== Texte choisi

Assez curieusement, l'introduction du virtuel dans le cinéma lui enlève chaque jour de sa sincérité et, à l'inverse, et même laborieusement, l'arrivée des acteurs dans le jeu vidéo, donne un peu plus de réalité au jeu vidéo. Les deux médiums se rejoignent donc en effet quelque part sur un terrain un peu commun à mi chemin du réel et du virtuel et c'est peut-être à ce carrefour que James Cameron et Peter Jackson croient possible d'attraper une nouvelle essence.
Les deux médiums peuvent effectivement profiter l'un de l'autre pour explorer un peu plus leur condition mais c'est forcément une erreur de croire, pour résumer, qu'il manque l'émotion cinéma au jeu vidéo et l'interactivité au cinéma et que d'une fusion des deux modes d'expression surgira une entité plus efficace ou plus légitime. La fusion artistique semble pourtant possible entre jeu vidéo et cinéma pour Lorne Lanning qui après dix ans de jeu vidéo Oddworld (Abe, Munch, Stranger), se tourne, à l'inverse de la tendance, vers le cinéma pour mettre en scène son film Citizen Siege (jeu également), mais "elle viendra des créateurs indépendants, pas des grosses entreprises" (studios de cinéma ou éditeurs de jeux vidéo) précise-t-il dans le mensuel Chronic'art (31, décembre 2006).
Il faudra bien tout le talent de créateurs innovateurs comme James Cameron et Peter Jackson pour dépasser des syndromes de la convergence que le cinéma et le jeu vidéo ont déjà connu avec, notamment, le tristement célèbre Dragon's Lair (en arcade sur disque laser dès 1983), un dessin animé où il fallait appuyer de temps en temps sur un bouton pour déclencher une séquence, ou les risibles "jeux" psychorigides intégrants des séquences vidéos (FMV) vaguement interactives (Night Trap, 1994).
Les amateurs de cinéma et les gamers se toisent déjà avec circonspection et même, souvent, un mépris silencieux. Aussi cousins qu'ils soient, comme le démontre chaque adaptation vulgaire d'un film en jeu ou d'un jeu en film (ou directement en DVD comme le seront les prochaines et sans doute désolantes productions de Uwe Boll: Bloodrain 2, Alone in the Dark 2…), tout amalgame malheureux entre le jeu vidéo et le cinéma prend le risque de les transformer plus durablement en frères ennemis.
Au delà du tabou qualifié d'inceste, marier les membres d'une même famille est médicalement prohibé pour éviter la naissance d'un être consanguin fragile, voire, génétiquement, dégénéré. Le cinéma et le jeu vidéo appartiennent sans conteste à la même famille et le partage de leurs ressources naturel, mais pour garder leur intégrité et leur qualité réciproque, n'auraient-ils pas plutôt intérêt à rester à distance ?
Commentaires
L'union du cinéma et du jeu vidéo est quelque chose de très fascinant à mes yeux. Il a donné un excellent The last of Us et de nombreux autres exemples très inspirés. Y compris en termes de budgets, certaines productions ont des budgets pharaoniques : les fonds utilisés pour Destiny en communication et développement montrent toute la collusion des intérêts et enjeux.

====
== Données fournies

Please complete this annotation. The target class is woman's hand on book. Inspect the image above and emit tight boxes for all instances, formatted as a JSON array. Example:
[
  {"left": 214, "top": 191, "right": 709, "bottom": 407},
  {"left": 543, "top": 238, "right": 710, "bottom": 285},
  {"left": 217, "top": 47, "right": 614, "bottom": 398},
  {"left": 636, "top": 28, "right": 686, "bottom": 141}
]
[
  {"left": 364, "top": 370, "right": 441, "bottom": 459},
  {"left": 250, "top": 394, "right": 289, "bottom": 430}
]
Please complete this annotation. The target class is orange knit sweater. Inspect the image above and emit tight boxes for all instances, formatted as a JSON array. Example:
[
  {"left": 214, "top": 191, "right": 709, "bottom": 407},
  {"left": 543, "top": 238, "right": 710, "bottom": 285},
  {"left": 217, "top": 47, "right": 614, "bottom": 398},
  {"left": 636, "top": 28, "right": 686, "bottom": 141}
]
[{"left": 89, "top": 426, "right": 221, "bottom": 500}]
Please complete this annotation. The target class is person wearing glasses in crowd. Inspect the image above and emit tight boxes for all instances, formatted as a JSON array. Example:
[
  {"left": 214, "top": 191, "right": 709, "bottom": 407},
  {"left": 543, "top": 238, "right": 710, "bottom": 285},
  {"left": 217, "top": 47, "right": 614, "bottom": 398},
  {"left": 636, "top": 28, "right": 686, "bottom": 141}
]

====

D'après le texte sur le cinéma et le jeu vidéo, répondez aux questions suivantes, une réponse par ligne, repérée par la même lettre :
(a) Dans quel mensuel Lorne Lanning fait-il sa déclaration sur les créateurs indépendants, et dans quel numéro ?
(b) En quelle année et sur quel support Dragon's Lair est-il sorti en arcade ?
(c) Quelles productions de Uwe Boll sont nommées ?

Réponse →
(a) Dans Chronic'art, numéro 31 de décembre 2006.
(b) En 1983, sur disque laser.
(c) Bloodrain 2 et Alone in the Dark 2.